→ **Aim of the task**: Select and copy every line of the data below that contains the word "white".

---------- Supplied material

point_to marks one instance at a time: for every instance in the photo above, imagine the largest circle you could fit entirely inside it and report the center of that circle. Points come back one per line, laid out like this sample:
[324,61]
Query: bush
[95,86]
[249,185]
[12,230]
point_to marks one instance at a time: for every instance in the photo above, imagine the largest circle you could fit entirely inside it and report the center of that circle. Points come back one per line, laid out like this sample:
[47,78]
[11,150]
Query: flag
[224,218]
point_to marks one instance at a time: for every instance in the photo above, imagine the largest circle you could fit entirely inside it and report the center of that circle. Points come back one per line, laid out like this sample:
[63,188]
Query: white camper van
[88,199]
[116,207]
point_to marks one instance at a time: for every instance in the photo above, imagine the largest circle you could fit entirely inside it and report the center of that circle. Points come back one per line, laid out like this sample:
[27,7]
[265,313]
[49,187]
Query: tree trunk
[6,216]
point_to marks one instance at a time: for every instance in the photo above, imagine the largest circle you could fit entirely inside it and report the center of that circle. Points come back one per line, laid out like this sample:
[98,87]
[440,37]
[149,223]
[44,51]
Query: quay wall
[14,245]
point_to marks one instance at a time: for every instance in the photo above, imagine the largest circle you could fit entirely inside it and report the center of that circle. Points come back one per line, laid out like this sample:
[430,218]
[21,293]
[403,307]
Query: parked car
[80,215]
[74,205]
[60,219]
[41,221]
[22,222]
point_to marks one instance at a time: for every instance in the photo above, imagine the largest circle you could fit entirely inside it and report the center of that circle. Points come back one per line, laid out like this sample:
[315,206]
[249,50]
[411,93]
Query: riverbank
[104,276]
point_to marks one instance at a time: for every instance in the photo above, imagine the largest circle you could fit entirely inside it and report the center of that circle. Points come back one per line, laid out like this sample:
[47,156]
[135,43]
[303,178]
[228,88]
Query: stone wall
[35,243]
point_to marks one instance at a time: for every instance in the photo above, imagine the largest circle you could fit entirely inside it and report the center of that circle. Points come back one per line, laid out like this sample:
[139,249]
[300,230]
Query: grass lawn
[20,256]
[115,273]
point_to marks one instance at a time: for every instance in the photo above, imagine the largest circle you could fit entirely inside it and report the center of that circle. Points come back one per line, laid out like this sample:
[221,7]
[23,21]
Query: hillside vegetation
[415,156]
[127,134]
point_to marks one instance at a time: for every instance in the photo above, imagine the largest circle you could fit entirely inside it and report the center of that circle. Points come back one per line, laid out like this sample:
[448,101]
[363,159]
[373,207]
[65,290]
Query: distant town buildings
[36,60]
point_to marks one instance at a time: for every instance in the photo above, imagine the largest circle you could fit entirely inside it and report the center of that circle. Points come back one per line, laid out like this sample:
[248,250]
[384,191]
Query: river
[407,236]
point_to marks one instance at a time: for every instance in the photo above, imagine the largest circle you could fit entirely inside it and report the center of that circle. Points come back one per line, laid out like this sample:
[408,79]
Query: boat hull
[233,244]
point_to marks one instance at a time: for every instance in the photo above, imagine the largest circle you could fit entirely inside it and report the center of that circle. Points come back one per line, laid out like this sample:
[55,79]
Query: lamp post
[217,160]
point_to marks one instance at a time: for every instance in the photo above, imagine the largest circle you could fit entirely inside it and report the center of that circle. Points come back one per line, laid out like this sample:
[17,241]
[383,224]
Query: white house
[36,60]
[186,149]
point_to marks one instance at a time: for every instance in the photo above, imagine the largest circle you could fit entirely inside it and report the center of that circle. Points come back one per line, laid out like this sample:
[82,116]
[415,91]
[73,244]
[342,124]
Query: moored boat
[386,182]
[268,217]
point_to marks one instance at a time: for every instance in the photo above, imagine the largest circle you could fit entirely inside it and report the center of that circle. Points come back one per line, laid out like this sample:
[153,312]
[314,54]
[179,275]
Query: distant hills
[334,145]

--------------------

→ **Reply**:
Query: white camper van
Query: white house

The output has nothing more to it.